*Task details*
Your task is to repeat the records exactly from the line containing "clear blue sky." onward, through the final line.

··· Information supplied

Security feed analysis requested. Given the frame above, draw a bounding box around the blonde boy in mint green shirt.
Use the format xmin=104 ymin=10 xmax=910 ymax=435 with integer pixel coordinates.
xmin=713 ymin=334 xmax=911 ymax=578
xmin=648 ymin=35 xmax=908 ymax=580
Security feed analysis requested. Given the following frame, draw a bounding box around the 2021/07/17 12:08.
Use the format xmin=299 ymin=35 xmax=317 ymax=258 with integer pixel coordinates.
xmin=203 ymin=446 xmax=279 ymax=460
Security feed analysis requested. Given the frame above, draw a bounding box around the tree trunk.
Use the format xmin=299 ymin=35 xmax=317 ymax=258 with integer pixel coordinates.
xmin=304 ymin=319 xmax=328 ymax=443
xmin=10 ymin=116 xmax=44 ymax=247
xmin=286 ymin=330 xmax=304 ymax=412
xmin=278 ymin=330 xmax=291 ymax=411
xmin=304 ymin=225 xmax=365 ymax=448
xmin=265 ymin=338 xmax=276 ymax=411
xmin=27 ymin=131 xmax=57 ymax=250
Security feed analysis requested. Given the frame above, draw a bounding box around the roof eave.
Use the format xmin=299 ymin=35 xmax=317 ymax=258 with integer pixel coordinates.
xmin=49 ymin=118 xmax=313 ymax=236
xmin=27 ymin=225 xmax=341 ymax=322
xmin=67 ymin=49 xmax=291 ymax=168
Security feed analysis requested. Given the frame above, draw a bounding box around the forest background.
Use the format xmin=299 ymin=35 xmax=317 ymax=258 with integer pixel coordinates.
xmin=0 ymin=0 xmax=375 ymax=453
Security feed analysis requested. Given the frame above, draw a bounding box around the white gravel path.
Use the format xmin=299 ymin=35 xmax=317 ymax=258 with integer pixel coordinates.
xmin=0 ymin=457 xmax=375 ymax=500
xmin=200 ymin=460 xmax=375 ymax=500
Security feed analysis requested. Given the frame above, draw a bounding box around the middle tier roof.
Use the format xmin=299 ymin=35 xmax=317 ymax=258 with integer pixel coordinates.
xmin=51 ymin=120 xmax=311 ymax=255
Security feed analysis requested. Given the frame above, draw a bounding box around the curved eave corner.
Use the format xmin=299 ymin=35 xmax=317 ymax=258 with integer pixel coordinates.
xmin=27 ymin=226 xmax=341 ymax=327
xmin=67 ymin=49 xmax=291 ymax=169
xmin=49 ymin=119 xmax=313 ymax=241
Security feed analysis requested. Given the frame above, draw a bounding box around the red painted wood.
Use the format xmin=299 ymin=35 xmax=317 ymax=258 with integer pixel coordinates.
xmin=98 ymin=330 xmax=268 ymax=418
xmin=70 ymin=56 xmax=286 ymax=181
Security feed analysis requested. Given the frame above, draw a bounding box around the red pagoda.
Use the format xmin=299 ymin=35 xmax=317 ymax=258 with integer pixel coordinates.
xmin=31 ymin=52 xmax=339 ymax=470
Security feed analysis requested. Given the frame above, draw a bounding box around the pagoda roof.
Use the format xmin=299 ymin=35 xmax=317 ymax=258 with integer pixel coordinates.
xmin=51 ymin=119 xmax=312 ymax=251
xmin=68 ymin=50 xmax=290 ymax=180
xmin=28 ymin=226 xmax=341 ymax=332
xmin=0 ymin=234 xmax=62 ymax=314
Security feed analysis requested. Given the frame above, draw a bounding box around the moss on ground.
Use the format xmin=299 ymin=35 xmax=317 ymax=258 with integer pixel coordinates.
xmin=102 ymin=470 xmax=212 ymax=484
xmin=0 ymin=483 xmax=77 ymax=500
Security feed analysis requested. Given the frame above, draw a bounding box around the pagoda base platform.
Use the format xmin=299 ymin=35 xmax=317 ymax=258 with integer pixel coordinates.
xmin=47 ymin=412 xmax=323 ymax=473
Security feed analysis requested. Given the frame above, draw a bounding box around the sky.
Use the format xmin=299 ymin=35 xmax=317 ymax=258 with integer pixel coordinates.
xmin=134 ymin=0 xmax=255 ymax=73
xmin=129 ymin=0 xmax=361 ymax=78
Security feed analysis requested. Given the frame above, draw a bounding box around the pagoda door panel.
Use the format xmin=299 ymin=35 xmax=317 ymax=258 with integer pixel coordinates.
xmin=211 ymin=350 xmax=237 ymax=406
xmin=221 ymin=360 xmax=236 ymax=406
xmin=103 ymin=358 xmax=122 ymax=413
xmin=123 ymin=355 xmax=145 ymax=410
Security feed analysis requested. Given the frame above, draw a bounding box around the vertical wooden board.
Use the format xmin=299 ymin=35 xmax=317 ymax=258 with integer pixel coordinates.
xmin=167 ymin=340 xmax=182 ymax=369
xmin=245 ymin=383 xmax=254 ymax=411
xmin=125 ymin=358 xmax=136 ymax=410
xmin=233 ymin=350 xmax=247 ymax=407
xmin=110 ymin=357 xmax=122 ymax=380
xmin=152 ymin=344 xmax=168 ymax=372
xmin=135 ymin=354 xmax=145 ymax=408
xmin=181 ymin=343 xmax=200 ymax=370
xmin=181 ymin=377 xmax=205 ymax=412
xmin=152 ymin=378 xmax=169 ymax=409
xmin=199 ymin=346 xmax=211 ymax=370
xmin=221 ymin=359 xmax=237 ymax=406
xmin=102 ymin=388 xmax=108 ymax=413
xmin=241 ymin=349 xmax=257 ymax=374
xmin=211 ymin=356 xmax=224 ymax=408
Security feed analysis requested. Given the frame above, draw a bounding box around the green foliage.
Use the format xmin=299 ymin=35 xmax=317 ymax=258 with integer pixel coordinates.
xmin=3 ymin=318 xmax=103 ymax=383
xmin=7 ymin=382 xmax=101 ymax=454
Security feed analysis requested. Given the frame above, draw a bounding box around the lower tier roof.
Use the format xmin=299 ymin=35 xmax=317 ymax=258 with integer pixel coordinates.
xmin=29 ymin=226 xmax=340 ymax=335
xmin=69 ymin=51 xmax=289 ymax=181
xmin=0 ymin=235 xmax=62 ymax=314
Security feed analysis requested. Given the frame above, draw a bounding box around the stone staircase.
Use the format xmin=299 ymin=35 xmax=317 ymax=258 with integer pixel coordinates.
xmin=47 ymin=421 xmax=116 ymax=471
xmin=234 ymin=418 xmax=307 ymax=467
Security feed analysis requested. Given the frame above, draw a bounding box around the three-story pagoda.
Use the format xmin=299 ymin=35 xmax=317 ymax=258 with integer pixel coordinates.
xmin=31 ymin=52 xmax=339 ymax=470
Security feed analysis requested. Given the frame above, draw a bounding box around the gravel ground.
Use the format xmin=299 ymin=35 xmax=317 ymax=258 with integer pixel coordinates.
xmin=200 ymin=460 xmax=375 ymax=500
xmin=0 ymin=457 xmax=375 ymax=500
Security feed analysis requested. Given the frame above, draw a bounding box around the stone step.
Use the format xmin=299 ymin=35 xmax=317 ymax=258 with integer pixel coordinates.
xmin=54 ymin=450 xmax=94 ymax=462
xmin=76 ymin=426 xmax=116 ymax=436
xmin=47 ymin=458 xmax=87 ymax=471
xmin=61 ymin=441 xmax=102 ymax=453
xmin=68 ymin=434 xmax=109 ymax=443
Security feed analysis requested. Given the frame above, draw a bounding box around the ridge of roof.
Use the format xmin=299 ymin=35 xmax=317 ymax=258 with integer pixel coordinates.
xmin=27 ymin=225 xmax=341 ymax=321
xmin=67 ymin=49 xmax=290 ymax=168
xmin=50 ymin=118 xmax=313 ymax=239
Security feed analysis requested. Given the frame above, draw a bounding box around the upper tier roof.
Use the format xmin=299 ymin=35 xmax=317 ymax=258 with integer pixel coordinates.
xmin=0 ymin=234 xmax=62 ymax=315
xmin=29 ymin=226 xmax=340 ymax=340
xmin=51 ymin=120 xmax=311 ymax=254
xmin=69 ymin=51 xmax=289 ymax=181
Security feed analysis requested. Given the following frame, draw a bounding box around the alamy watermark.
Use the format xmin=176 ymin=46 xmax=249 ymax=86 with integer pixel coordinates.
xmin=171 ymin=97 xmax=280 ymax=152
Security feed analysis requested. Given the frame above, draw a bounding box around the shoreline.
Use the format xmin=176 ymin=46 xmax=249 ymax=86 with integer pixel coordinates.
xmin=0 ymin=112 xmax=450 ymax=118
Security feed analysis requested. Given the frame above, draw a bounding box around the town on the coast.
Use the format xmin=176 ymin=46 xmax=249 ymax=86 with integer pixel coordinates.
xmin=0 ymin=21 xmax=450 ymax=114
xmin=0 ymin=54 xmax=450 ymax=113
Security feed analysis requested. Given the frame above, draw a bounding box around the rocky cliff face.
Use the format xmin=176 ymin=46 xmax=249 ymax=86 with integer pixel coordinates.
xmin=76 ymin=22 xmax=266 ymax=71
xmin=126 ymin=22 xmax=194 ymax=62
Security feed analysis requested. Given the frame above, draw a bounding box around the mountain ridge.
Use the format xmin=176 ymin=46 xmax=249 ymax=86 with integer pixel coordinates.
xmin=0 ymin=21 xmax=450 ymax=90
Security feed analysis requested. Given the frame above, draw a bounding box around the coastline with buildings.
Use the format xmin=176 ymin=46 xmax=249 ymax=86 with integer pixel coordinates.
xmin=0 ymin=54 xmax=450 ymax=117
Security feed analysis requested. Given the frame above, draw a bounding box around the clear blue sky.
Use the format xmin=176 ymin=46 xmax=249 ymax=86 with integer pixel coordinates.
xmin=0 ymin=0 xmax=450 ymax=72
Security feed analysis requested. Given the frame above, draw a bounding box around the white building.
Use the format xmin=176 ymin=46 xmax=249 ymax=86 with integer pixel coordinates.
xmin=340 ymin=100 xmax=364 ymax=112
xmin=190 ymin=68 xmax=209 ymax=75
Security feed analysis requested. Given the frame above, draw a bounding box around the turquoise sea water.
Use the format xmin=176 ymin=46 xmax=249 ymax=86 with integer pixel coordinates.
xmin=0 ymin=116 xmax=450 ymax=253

······

*Finished task*
Security feed analysis requested. Given the frame above, draw a bounding box around the clear blue sky.
Use the format xmin=176 ymin=46 xmax=249 ymax=86 with integer pixel coordinates.
xmin=0 ymin=0 xmax=450 ymax=72
Security feed analysis requested. Given the frame above, draw a bounding box around the white building.
Use the format xmin=176 ymin=46 xmax=249 ymax=86 with integer pixel coordinates.
xmin=340 ymin=100 xmax=364 ymax=112
xmin=190 ymin=68 xmax=209 ymax=75
Security feed analysis requested. Given the frame above, draw a bounding box around the turquoise sea water.
Use the format xmin=176 ymin=46 xmax=249 ymax=86 with integer pixel coordinates.
xmin=0 ymin=116 xmax=450 ymax=253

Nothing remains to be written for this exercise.